INS
INS

Reputation: 10820

subprocess.call doesn't work as expected

I have the following batch file (test.bat)

my.py < commands.txt

my.py does the following:

import sys

print sys.stdin.readlines()

Everything works fine if I launch this batch file from command line (from cmd.exe shell in Windows 7).

But if I try to run it via subprocess.call function from python it doesn't work.

How I try to run it from python:

import subprocess
import os

# Doesn't work !
rc = subprocess.call("test.bat", shell=True)
print rc

And this is the error message that I get:

>my.py  0<commands.txt
Traceback (most recent call last):
  File "C:\Users\.....\my.py
", line 3, in <module>
    print sys.stdin.readlines()
IOError: [Errno 9] Bad file descriptor
1

I'm using python 2.7.2 but on 2.7.5 I get the same behavior.

Any ideas?

Upvotes: 0

Views: 7608

Answers (2)

Tasks and exercises
1) For the subprocess question, decide whether each of these statements agrees with the text: (a) the batch file runs correctly when launched from the cmd.exe shell in Windows 7; (b) switching to Python 2.7.5 makes the error go away; (c) the error message reports a bad file descriptor. Answer yes or no for each and quote the deciding words of the text.
2) Return the part of the subprocess question between "my.py does the" and "in Windows 7).", inclusive, copied exactly.

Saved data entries
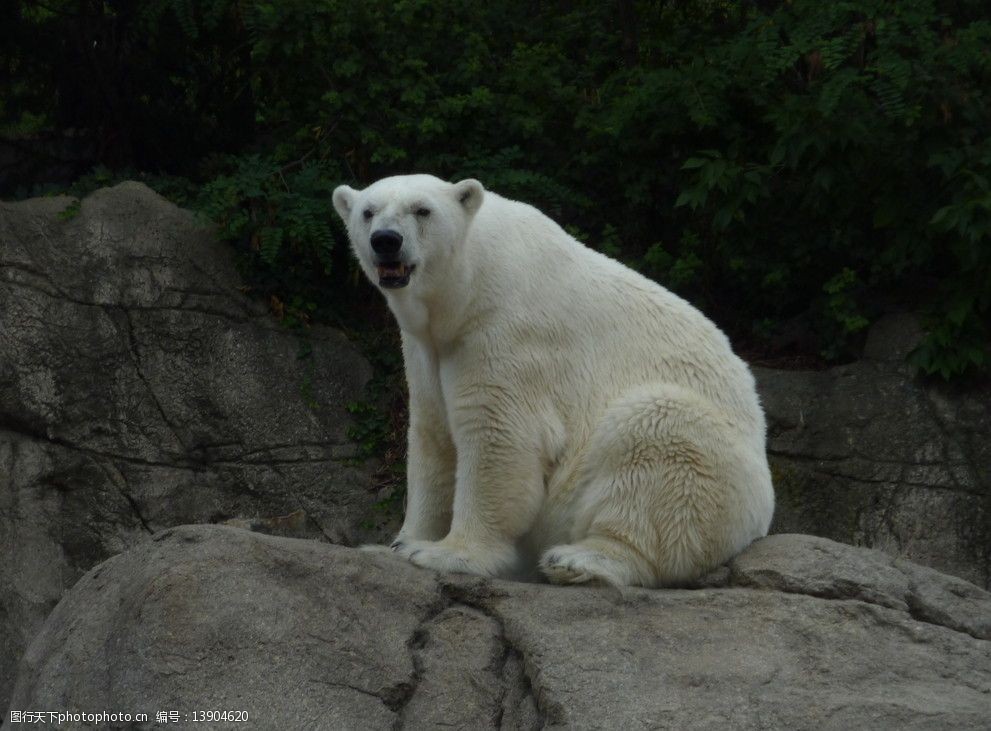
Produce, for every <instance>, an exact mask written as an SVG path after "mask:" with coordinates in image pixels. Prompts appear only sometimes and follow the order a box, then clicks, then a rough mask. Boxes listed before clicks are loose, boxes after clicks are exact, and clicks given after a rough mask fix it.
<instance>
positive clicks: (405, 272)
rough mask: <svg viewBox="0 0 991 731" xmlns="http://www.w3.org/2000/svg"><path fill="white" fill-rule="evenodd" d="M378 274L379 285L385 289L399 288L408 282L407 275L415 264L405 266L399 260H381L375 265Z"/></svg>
mask: <svg viewBox="0 0 991 731" xmlns="http://www.w3.org/2000/svg"><path fill="white" fill-rule="evenodd" d="M376 269H377V270H378V274H379V286H380V287H386V288H387V289H399V288H401V287H405V286H406V285H407V284H409V275H410V274H412V273H413V270H414V269H416V265H413V266H407V265H406V264H403V263H402V262H400V261H396V262H382V263H381V264H379V265H378V267H376Z"/></svg>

Solutions to the exercise
1)
(a) Yes: "Everything works fine if I launch this batch file from command line (from cmd.exe shell in Windows 7)."
(b) No: "I'm using python 2.7.2 but on 2.7.5 I get the same behavior."
(c) Yes: "IOError: [Errno 9] Bad file descriptor"

2)
my.py does the following:

import sys

print sys.stdin.readlines()

Everything works fine if I launch this batch file from command line (from cmd.exe shell in Windows 7).